Exercise goal:
Extend the advice on answering at the Royal College surgery exam, writing the next part after its final sentence.

As a corollary to point 2, it is important to listen carefully to the question and answer the question specifically. For instance, if asked for a specific investigation, do not elaborate on history and physical exam. Likewise, if asked about “your preferred flap option for the given defect,” do not list a number of potential reconstructive options. Instead, state your surgical plan.
Show confidence, but avoid arrogance.
In the event you do not know the answer, it is acceptable to state it, rather than present a guess. In like manner, pausing (briefly) to reflect and properly formulate a response is appropriate.
Pertinent and selective consultation of other subspecialties is advisable. However, referral of every problem and/or every patient is inappropriate and demonstrates a lack of knowledge, judgment and/or confidence.
The Royal College exam is not the time to conceive of a new treatment option or suggest an innovative operation. Be safe and provide a well-established solution for the clinical problem at hand, and preferably, one seen or done during your training. If presented with a controversial topic, begin by explaining that this is an area of controversy and exercise caution when stating your response. Remember, ultimately, the examiners want to ensure you are a safe surgeon.

Recorded data:

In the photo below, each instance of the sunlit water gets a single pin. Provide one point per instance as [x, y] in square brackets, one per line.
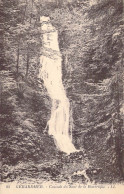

Task response:
Stay positive and focused. If one question/scenario did not go well, do not dwell on it and instead concentrate on the next question. Do not let one question disturb your focus or confidence for the following questions. Keep in mind that at the end of the session, there will be time for any sober second thoughts.
Remember, the examiners ask the questions, not the examinee. By asking for more than the occasional clarification, the candidate may give the examiner the impression that they lack knowledge or confidence. Moreover, this is a waste of time, time which should be maximized to answer the question.
Formulating a standard template for each potential topic is useful as the type of cases tend to be repeated.
Finally, approach each case as though confronted with the clinical scenario in actual practice.
To conclude, it is indeed a difficult process, but with the right approach and adequate preparation, a passing result is an achievable task. Ultimately, review and critical appraisal of the material while preparing for the exam will make any potential candidate a better plastic surgeon. These are all fair exams, and most graduating residents are well prepared to pass. Candidates would do well to remember that the objective is not to impress the examiners, but to demonstrate that once in practice, without the direct guidance and supervision of senior colleagues, one has the necessary competence and will exercise the safety requisite to independent practice.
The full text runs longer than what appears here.